* _Record excerpts_:
[Start of section]

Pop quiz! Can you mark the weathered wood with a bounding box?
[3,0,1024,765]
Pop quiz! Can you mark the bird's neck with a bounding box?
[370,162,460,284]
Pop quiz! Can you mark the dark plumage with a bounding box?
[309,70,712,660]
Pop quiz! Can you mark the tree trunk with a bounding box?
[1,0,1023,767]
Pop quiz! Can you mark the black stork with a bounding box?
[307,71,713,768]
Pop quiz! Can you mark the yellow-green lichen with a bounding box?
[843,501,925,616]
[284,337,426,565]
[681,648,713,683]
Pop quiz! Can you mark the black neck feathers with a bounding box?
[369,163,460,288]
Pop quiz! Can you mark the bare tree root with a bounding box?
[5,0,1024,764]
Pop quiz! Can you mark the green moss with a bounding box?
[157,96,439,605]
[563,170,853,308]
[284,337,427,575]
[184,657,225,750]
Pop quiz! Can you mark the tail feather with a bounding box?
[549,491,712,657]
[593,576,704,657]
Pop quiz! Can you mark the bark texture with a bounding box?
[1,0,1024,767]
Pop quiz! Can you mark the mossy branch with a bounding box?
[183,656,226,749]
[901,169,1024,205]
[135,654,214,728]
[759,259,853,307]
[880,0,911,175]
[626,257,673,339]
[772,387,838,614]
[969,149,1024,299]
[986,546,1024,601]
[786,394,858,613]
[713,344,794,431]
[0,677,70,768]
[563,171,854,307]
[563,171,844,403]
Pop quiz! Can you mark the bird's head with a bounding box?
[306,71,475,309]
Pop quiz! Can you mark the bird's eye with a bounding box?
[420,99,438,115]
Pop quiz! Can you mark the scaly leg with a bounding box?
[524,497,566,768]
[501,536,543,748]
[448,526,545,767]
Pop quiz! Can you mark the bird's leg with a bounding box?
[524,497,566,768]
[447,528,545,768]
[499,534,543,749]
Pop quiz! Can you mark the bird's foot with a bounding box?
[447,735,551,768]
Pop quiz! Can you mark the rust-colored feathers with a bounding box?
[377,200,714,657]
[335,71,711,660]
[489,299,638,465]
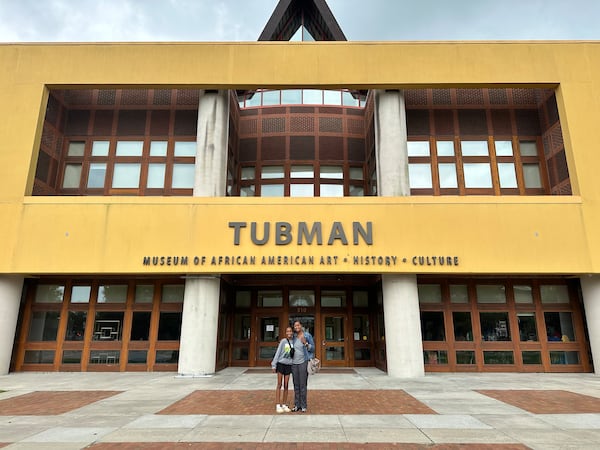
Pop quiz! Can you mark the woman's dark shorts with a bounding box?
[276,362,292,375]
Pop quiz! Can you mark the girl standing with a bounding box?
[270,326,294,413]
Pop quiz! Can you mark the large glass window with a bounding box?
[480,312,511,341]
[28,311,60,341]
[421,311,445,341]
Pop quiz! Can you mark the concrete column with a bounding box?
[382,274,424,377]
[0,276,24,375]
[178,277,221,376]
[373,89,410,196]
[179,90,229,375]
[193,89,230,197]
[580,275,600,374]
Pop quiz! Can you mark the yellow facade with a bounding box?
[1,41,600,275]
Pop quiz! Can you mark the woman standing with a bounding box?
[291,320,315,412]
[270,326,294,413]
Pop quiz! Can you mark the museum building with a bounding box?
[1,0,600,377]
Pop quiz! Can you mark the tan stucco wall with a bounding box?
[1,41,599,275]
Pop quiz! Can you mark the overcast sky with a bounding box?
[0,0,599,42]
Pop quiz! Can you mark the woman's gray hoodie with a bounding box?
[270,337,294,369]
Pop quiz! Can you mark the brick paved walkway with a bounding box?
[159,390,435,415]
[478,389,600,414]
[87,443,530,449]
[0,390,121,415]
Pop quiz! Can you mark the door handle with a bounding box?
[322,340,327,346]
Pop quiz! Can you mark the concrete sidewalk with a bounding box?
[1,368,600,449]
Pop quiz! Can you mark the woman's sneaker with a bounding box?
[291,406,299,412]
[282,405,291,412]
[276,405,284,413]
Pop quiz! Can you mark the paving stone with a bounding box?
[477,390,600,414]
[0,392,122,416]
[20,427,115,443]
[405,414,492,429]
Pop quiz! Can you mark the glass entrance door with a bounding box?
[256,316,280,365]
[321,314,347,366]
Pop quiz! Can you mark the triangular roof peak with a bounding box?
[258,0,347,41]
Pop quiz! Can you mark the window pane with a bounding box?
[174,141,196,157]
[262,90,280,106]
[453,312,473,341]
[418,284,442,303]
[245,92,261,107]
[407,141,430,156]
[520,141,538,156]
[320,166,343,179]
[65,311,86,341]
[234,314,251,340]
[498,163,517,188]
[235,291,251,308]
[28,311,60,341]
[421,311,445,341]
[545,312,575,341]
[423,350,448,365]
[450,285,469,303]
[93,312,124,341]
[240,185,255,197]
[320,184,344,197]
[35,284,65,303]
[289,290,315,307]
[147,163,166,188]
[522,351,542,364]
[342,91,359,107]
[112,163,141,188]
[480,312,511,341]
[321,291,346,307]
[290,184,314,197]
[409,164,432,188]
[303,89,323,105]
[523,163,542,188]
[349,167,364,180]
[456,351,475,364]
[514,285,533,303]
[262,166,284,179]
[150,141,168,156]
[162,284,184,303]
[155,350,179,363]
[495,140,513,156]
[98,285,127,303]
[63,164,82,188]
[116,141,143,157]
[241,167,255,180]
[438,163,458,188]
[461,141,489,156]
[62,350,82,364]
[71,285,91,303]
[550,351,579,365]
[157,312,182,340]
[261,184,284,197]
[291,165,314,178]
[353,291,369,308]
[135,284,154,303]
[258,290,283,307]
[92,141,110,156]
[89,350,120,365]
[518,313,538,341]
[281,89,302,105]
[353,314,370,340]
[349,186,364,197]
[68,142,85,157]
[323,90,342,105]
[131,312,151,341]
[476,285,506,303]
[463,163,492,188]
[436,141,454,156]
[128,350,148,364]
[483,351,514,364]
[172,164,195,189]
[24,350,55,364]
[540,285,570,304]
[87,163,106,188]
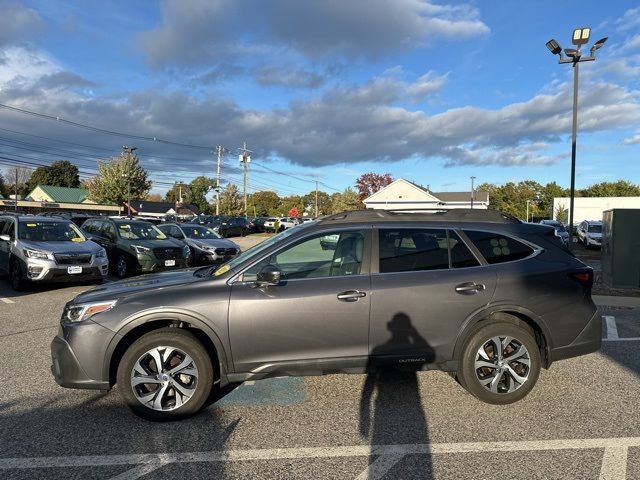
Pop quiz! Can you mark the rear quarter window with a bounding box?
[464,230,534,264]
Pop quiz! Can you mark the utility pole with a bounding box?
[238,142,252,218]
[215,145,223,215]
[315,180,319,217]
[122,145,137,217]
[14,168,18,212]
[470,176,476,209]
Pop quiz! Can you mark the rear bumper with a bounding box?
[549,310,602,363]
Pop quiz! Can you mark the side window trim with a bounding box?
[453,229,489,267]
[459,228,541,265]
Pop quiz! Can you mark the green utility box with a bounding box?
[601,209,640,288]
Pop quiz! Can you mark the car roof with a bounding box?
[316,209,521,226]
[2,215,71,223]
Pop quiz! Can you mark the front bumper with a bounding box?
[549,310,602,363]
[51,335,110,390]
[24,257,108,282]
[134,254,189,272]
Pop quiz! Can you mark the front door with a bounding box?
[229,229,372,373]
[369,227,497,365]
[0,219,12,273]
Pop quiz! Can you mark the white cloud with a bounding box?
[623,132,640,145]
[0,1,44,47]
[616,7,640,31]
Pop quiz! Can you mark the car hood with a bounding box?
[186,238,239,249]
[120,238,184,248]
[73,268,202,304]
[588,232,602,239]
[20,239,102,254]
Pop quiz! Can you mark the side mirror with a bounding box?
[256,265,281,287]
[0,234,10,242]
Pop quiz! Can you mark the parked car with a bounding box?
[264,217,297,232]
[81,217,190,278]
[320,233,339,250]
[576,220,602,248]
[250,217,268,232]
[539,219,569,246]
[212,217,253,237]
[157,223,240,265]
[51,208,599,420]
[0,214,108,290]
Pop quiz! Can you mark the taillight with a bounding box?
[568,270,593,287]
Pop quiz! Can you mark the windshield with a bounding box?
[588,224,602,233]
[117,222,167,240]
[212,222,313,276]
[18,221,86,242]
[181,225,221,239]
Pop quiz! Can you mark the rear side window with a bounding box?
[464,230,534,264]
[379,228,449,273]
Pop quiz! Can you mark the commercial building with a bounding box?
[553,196,640,223]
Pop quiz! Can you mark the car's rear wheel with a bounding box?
[117,328,214,421]
[457,321,540,405]
[9,258,24,291]
[116,255,128,278]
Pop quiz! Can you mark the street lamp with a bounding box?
[122,146,138,217]
[545,29,607,248]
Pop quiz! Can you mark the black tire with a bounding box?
[457,321,540,405]
[116,328,214,421]
[116,255,128,278]
[9,258,24,291]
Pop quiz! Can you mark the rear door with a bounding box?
[369,227,497,365]
[228,228,372,373]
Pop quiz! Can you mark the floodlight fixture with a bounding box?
[564,48,579,59]
[546,39,562,55]
[572,27,590,46]
[590,37,608,54]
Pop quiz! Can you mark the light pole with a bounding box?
[546,29,607,247]
[122,146,137,217]
[470,176,476,209]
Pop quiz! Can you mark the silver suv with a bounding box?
[51,209,599,421]
[0,214,108,290]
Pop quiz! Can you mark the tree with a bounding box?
[539,182,568,218]
[85,152,152,204]
[251,191,280,216]
[278,195,304,217]
[330,187,360,213]
[302,190,332,216]
[355,172,393,203]
[0,172,6,198]
[288,207,299,218]
[4,167,32,198]
[146,193,163,202]
[554,205,569,224]
[27,160,80,191]
[188,176,216,214]
[219,184,243,215]
[580,181,640,197]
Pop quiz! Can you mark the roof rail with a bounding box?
[321,208,521,224]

[End of section]

* _Problem_:
Your response should hold only an exact copy of the lines above, from the one containing "Pop quiz! Can you mark the floodlight" through the end of the entries.

* _Output_:
Pop quiz! Can you mark the floodlight fixture with a bounding box?
[564,48,579,59]
[546,39,562,55]
[572,27,590,46]
[590,37,608,54]
Pop quiz! Can you mark the light pole with a bounding box?
[546,29,607,247]
[122,146,137,217]
[470,176,476,209]
Pop quiz! Can you mark the silver suv with a bounding box?
[51,209,599,421]
[0,214,108,290]
Pop quiz! Can you mark the tree with a bounding box?
[539,182,568,218]
[85,152,152,204]
[251,191,280,216]
[278,195,304,217]
[330,187,360,213]
[302,190,332,216]
[355,172,393,203]
[0,172,6,198]
[288,207,299,218]
[4,167,32,198]
[146,193,163,202]
[554,205,569,224]
[27,160,80,191]
[188,176,216,214]
[219,184,243,215]
[580,181,640,197]
Pop quiz! Can you mark the roof rail with a bounding box?
[321,208,521,224]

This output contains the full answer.